**Problem requirements**.
When you repeat the entries, reproduce each line exactly and omit every picture.

Image-grounded pointing data:
# # # # #
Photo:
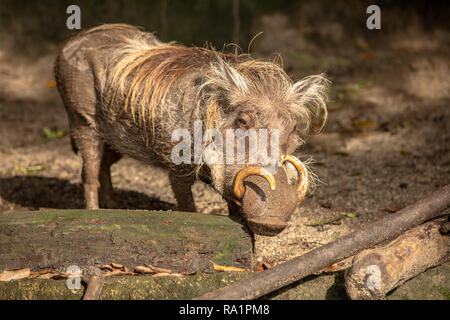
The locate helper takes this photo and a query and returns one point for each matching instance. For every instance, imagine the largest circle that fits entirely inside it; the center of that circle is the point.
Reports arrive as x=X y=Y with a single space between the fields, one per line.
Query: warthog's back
x=103 y=78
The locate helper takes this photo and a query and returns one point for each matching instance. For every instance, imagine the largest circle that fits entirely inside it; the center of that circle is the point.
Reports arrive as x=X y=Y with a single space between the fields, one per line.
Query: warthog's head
x=254 y=106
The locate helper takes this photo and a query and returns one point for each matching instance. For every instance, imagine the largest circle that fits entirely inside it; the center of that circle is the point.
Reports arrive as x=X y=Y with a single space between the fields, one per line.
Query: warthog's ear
x=310 y=97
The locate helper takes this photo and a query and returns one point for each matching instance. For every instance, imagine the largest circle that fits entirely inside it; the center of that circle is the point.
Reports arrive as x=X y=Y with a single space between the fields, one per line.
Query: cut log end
x=377 y=271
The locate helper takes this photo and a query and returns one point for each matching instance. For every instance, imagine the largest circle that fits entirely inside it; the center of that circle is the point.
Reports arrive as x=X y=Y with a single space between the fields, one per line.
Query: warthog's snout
x=268 y=200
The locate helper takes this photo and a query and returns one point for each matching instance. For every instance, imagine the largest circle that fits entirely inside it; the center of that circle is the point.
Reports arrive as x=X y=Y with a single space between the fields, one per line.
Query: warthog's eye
x=244 y=121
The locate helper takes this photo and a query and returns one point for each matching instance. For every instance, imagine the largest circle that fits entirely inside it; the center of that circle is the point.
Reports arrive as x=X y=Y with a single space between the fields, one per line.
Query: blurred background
x=386 y=143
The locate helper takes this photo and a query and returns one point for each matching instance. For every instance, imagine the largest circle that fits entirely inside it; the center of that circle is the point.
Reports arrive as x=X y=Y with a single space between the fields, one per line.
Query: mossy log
x=431 y=284
x=180 y=241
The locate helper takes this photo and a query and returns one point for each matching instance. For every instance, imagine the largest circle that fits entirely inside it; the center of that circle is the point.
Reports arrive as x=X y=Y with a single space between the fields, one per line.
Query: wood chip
x=8 y=275
x=226 y=268
x=118 y=273
x=157 y=269
x=117 y=265
x=165 y=274
x=144 y=270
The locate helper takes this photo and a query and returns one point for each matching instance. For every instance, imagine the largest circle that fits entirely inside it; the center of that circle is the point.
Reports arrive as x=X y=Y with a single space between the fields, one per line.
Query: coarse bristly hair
x=146 y=70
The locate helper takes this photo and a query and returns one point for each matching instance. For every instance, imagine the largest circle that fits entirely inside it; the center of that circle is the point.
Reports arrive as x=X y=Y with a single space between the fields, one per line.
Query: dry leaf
x=106 y=267
x=261 y=266
x=158 y=270
x=392 y=209
x=38 y=273
x=8 y=275
x=118 y=273
x=332 y=268
x=117 y=265
x=226 y=268
x=165 y=274
x=145 y=270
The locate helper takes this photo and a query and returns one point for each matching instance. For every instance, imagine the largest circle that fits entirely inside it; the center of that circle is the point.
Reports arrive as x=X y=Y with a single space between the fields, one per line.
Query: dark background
x=31 y=26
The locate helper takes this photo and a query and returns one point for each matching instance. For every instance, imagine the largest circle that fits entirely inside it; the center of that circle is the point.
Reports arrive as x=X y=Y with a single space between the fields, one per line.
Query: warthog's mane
x=146 y=71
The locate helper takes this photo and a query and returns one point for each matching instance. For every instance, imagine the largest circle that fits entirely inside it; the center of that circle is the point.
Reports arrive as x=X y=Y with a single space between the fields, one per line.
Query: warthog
x=125 y=93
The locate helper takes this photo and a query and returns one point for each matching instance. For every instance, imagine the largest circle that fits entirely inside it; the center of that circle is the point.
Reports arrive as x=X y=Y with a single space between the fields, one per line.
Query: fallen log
x=432 y=284
x=375 y=272
x=315 y=260
x=179 y=241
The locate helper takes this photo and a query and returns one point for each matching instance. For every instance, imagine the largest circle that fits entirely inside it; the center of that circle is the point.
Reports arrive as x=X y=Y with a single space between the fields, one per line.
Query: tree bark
x=179 y=241
x=375 y=272
x=286 y=273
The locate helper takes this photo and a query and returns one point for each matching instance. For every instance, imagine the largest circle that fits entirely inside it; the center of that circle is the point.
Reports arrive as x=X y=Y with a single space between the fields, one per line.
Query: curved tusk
x=302 y=174
x=238 y=187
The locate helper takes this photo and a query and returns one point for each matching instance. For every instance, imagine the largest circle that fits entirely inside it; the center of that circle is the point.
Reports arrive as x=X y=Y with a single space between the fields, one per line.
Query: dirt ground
x=386 y=143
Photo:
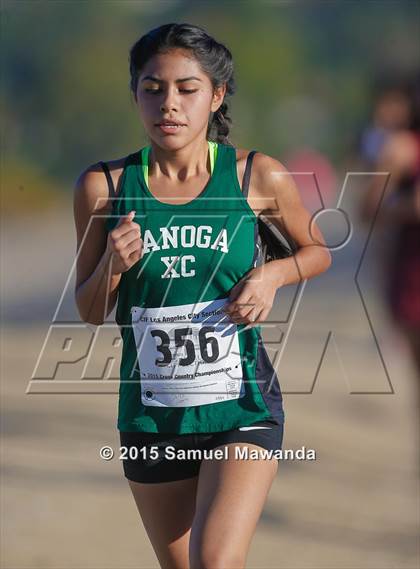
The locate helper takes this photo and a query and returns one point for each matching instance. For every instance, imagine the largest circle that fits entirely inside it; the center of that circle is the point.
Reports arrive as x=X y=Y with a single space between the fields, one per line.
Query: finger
x=126 y=238
x=126 y=218
x=124 y=222
x=126 y=233
x=235 y=303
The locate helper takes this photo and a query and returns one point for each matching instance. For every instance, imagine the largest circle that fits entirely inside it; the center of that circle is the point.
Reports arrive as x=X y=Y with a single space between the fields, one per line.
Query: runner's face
x=161 y=95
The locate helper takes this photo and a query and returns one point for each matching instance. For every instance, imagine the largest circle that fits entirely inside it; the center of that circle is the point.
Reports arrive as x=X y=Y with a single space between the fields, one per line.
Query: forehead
x=173 y=65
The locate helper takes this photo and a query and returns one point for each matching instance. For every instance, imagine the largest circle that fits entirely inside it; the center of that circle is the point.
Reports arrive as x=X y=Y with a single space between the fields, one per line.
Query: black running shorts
x=164 y=457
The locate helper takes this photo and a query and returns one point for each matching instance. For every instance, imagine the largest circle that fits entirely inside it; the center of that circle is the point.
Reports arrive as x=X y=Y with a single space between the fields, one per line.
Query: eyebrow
x=152 y=78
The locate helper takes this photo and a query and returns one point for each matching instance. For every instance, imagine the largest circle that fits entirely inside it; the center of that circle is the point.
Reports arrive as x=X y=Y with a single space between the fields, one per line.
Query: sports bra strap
x=247 y=174
x=111 y=189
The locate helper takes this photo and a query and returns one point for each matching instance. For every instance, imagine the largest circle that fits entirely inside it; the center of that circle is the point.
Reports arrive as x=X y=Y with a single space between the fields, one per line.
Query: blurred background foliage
x=304 y=74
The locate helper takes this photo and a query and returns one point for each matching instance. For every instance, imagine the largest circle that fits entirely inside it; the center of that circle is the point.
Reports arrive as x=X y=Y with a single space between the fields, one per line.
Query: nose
x=168 y=101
# # # # #
**Response to the exercise**.
Photo:
The locate helper takes this photo and a query and returns one point for each matching instance. For every instance, imagine the largest circle that fits entirely inside it; the center of that circle is the point.
Reports arrive as x=X y=Y with a single space between the fields, one per line.
Query: warthog's back
x=103 y=78
The locate helper takes this photo and a query and returns one point for each matching instance. For every instance, imagine the largest circle that fits entirely inside it; the center of that circle is the point.
Reports arrive as x=X y=Y with a single space between the fields, one per line.
Query: warthog's head
x=254 y=106
The locate helper takes this photo and a query and returns one point for each matching instance. For every instance, imagine the largest circle that fits entirely inside it; the center of that circle is the point.
Reports arrive as x=X y=Y with a single space between the fields, one per line.
Query: warthog's ear
x=310 y=97
The locate helper takes this photo and a query and returns one point for each matching instance. For every instance, imagine the largest circle that fits entirely inside it; the center of that circle is the point.
Reports arrive as x=X y=Y with a single space between the fields, one per line.
Query: cut log end
x=377 y=271
The locate helper takes this photo and a query and returns one point for each matching instance. For every instance, imagine the largest circle that fits entirely inside it; the center of that circle is the point.
Reports arrive as x=X y=Y with a single space between the fields, one per line.
Query: warthog's snout
x=268 y=200
The locate helper takes this photo and a query and returns one point for each matching instance. For every instance, imagine the largest circle that fits entirely inside it; the center of that circle is the point.
Reports arrive as x=X y=Y with a single space between the fields, one per line.
Query: warthog's eye
x=244 y=121
The locate helper takes this photo and a query and returns one point for each matching instance. For every instance, imagine the largest circle that fits entirely inside it; the center of that circle is the point.
Reports arrive as x=X y=Y with a single space between the fields, one per line.
Query: blurred background
x=386 y=143
The locate helper takes this photo and a query and returns one point for each matching instance. For every instance, imagine the largest circle that fits entirely inside it; the center of that circle is the point.
Reports arrive as x=X y=Y with a single space between the fields, one per line.
Query: mossy log
x=431 y=284
x=180 y=241
The locate helper takes this photo and a query and returns one point for each matching instance. For every instance, imagine the largest circle that fits entirely inside it; the center of that circle is the point.
Reports arrive as x=X y=Y with a single space between the fields, one per line.
Query: wood chip
x=8 y=275
x=226 y=268
x=118 y=273
x=157 y=269
x=117 y=265
x=165 y=274
x=144 y=270
The locate helper takes this photo and a query and returns one point for each matching instance. For every instance, imagine the largest circle that fits entirely inside it; the center of that circle is the point.
Reports arrive as x=X y=Y with a single space between the fields, one per line.
Query: coarse bristly hair
x=146 y=70
The locate helper takes this photo and a query and returns one point for each matching instance. For every instance, imagine the largest circle that fits entirely inside it; the center of that circle is the point.
Reports arrive as x=X y=Y with a single space between the fields, one per line.
Query: dry leaf
x=106 y=267
x=261 y=266
x=158 y=270
x=392 y=209
x=38 y=273
x=8 y=275
x=118 y=273
x=332 y=268
x=117 y=265
x=226 y=268
x=165 y=274
x=145 y=270
The locate helper takes this photo and a query and returns one point for each matching instance. For every instance, imagine the largest circle that fits entirely inside it; the center of that circle is the point.
Reports arrive as x=X y=Y with a single space between the fields, one per line.
Query: dark background
x=31 y=26
The locate helper takes this photo and a query and returns one point for each matching instance. For every instance, imagine the largest circle that fits entirely inside it; the center of that circle is the point.
Reports arrive as x=X y=Y with a single space between the fields, one per line.
Query: warthog's mane
x=146 y=71
The locate helper takes this photo and a query and returns one point for each matching instance. For every instance, imagine the largest circle that fits entirely inside it; the center of that circle is the point.
Reports arrive as x=X y=Y with a single space between the fields, one per line.
Query: warthog
x=125 y=93
The locate helper takes this photo and a query and returns one point for each matching instance. For every instance, imagine the largest circle that fits entirely inside it; the center of that circle is the point.
Reports arrive as x=X y=Y with a single space between the fields, one per line.
Query: fallen log
x=432 y=284
x=375 y=272
x=315 y=260
x=179 y=241
The locate helper takes this photo and a query and returns one point for each matching instance. For every instance, imagine the largest circle that fits entirely inside it; the center of that circle is the point.
Reports arrive as x=X y=Y with a single space between the fields, one per line.
Query: tree bark
x=179 y=241
x=375 y=272
x=286 y=273
The locate helper takes this photo and a query and returns one point for each matching instance. For every instance, imagine the largest circle that fits entirely inside it; the center of that circle is the point.
Reports arrive as x=X y=Y with a single space between the fields, one per line.
Query: curved tusk
x=302 y=174
x=238 y=187
The locate helper takes this photo and a query and returns one point for each matching instance. For every instance, imagine the largest circle that fits entirely inside it; the center of that circle is the point.
Reports arrive as x=X y=Y with a single space between the fields, one per line.
Query: dirt ground
x=386 y=143
Photo:
The locate helper takes this photo and a query and returns one point for each matching instance. For every instance, imagine the largest circle that fits entirely inside it; the center of that circle is the point.
Reports arrive as x=X y=Y with a single space between the fields, one per line.
Query: finger
x=126 y=238
x=126 y=218
x=124 y=222
x=126 y=233
x=235 y=303
The locate helper takes this photo and a query and returns one point for each matching instance. For every instance, imagine the largest circle that fits entirely inside it; the center of that circle is the point.
Reports arrive as x=X y=Y with a single space between the fields, one per line.
Query: runner's face
x=161 y=95
The locate helper takes this photo and a query and returns one point for each matching instance. For every instance, imagine the largest circle that fits entirely inside it; the center of that circle is the point.
Reports arrive as x=X y=Y with a single space between the fields, one per line.
Query: forehead
x=173 y=65
The locate helper takes this photo and a query and returns one point for each matching instance. For every instance, imagine the largest circle that fits entirely inside it; the center of that circle is the point.
Reports arrive as x=X y=Y with a single space between the fields, one per line.
Query: black running shorts
x=164 y=457
The locate helper takes this photo and a query and returns one point for each matching instance. For every instance, imagine the largest circle that fits entirely inside it; the center of that circle is the point.
Reports arrive as x=X y=Y with a single space between the fields, one per line.
Query: eyebrow
x=152 y=78
The locate helper takes this photo and a query and returns one point for each matching instance. For every instance, imagine the largest circle that fits entirely inside it; the center of that circle is the point.
Reports arrive as x=X y=Y with a single space between the fields, one per line.
Query: sports bra strap
x=247 y=174
x=111 y=189
The locate helper takes this photo and a query and returns one point for each matching instance. For every instance, imagine the largest circle that fits entirely inside it; the center of that circle is the point.
Reports arrive as x=X y=Y with a single space between the fields, one per line.
Query: blurred background foliage
x=304 y=74
The locate helper takes this photo and a query and returns one point for each matching instance. For every instance, imagine the largest circle that fits entirely inside it; the center of that circle is the point.
Reports arrive as x=X y=Y with a single space between the fields, one per line.
Query: nose
x=168 y=101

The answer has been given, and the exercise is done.